Extract provided:
- - - - -
However, it appears that Gilbert & Sullivan had other contemporary poets in mind. In fact, they engaged Wilde to promote "Patience" in the US before its first performances here. The composers' blatant, satire of their contemporaries is all the more remarkable to us, a generation which holds the artists and poets of that period as sacrosanct.

Aaron Engebreth
Aaron Engebreth  

The Odyssey Opera production could scarcely have been bettered. A fine creative team brought the work to vivid life. Tenor Frank Kelley made his debut with the company as stage director. Having displayed his comic flair for several years singing on Boston's operatic stages, Kelley proved a masterful director, choreographing the work with intricacy and sheer virtuosity. Seizing every opportunity to maximize each comic situation, he never went entirely over the top with his touches; though his campy visions of aesthetic mannerisms came terribly close. However his ideas were in keeping with the intentions of the composers---and they elicited howls of laughter throughout. He was fortunate to have had a crackerjack cast that worked exceedingly well in the idiom and were able to carry out his directions to a tee.
- - - - -
Source data:
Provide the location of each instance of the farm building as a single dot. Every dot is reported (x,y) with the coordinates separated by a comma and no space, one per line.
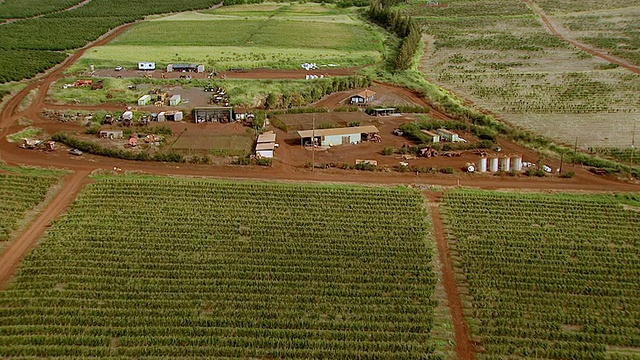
- - - - -
Stated task A:
Recast the review's paragraph beginning "The Odyssey Opera production could scarcely have been bettered" as a short bulleted list of its main facts.
Stated task B:
In the review, who made his debut with Odyssey Opera as stage director?
Stated task C:
Using the review, explain why the composers' satire of their contemporaries is all the more remarkable to today's audience.
The material that comes with this review isn't needed for anything here.

Written solution A:
- The Odyssey Opera production could hardly have been better, and a fine creative team brought the work vividly to life.
- Tenor Frank Kelley made his company debut as stage director, after several years of showing comic flair singing on Boston's operatic stages.
- Kelley directed masterfully, choreographing the work with intricacy and virtuosity and making the most of every comic situation.
- His campy take on aesthetic mannerisms came close to going over the top, but never quite did.
- His ideas fit the composers' intentions and drew howls of laughter throughout.
- A strong cast, comfortable in the idiom, carried out his directions precisely.

Written solution B:
Tenor Frank Kelley.

Written solution C:
The present generation holds the artists and poets of that period as sacrosanct. Gilbert & Sullivan's open mockery of those figures therefore stands out more sharply to modern audiences.